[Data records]
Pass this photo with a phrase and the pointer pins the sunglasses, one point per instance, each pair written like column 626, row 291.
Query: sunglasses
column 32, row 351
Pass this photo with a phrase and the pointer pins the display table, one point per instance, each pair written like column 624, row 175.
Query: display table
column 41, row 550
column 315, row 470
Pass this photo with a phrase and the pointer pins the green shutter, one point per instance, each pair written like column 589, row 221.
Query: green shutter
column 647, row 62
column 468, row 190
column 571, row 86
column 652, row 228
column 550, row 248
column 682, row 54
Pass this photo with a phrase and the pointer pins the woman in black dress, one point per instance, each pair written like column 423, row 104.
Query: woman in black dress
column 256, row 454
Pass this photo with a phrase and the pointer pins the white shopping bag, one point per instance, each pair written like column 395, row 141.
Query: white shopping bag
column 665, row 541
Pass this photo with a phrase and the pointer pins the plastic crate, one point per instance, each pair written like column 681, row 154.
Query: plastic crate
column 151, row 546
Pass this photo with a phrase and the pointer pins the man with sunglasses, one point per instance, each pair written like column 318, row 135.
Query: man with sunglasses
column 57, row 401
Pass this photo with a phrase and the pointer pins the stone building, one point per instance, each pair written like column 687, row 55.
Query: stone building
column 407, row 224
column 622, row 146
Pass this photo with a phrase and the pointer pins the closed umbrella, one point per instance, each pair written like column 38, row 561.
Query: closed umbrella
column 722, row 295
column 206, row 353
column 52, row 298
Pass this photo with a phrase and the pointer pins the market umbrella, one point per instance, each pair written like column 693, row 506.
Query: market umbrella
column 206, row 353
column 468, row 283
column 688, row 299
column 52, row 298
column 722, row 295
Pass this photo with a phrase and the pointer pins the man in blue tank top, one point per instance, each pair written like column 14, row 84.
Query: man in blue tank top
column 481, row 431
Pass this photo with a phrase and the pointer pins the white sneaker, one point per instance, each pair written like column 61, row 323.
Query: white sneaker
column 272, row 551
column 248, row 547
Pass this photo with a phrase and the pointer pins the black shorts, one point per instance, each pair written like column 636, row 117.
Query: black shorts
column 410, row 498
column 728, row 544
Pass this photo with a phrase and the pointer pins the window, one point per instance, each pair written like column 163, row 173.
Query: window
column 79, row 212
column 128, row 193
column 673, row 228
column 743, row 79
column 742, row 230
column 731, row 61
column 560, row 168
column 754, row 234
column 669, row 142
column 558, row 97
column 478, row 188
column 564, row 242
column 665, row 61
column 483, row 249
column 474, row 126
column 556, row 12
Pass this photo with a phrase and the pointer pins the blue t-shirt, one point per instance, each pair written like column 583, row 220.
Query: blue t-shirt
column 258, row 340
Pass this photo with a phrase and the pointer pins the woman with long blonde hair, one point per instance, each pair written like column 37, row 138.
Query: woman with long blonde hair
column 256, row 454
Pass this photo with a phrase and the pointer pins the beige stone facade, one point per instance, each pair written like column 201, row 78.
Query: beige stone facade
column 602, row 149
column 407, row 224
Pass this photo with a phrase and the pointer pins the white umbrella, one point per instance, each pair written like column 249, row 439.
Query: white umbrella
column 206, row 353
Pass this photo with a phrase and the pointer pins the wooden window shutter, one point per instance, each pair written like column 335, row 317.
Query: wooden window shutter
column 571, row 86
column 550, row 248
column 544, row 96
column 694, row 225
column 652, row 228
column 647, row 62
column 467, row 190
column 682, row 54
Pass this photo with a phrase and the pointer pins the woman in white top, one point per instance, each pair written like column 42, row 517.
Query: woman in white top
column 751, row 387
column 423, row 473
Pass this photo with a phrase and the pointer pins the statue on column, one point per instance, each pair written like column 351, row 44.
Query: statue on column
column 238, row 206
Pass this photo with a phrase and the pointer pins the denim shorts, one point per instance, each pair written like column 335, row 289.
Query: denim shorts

* [Requirement] Among the lines above, find those with the word "denim". Copy them.

* [Response for this exercise]
Pass this photo with a phrase and the pointer pins the denim shorts, one point per instance, each pair written like column 335, row 289.
Query: denim shorts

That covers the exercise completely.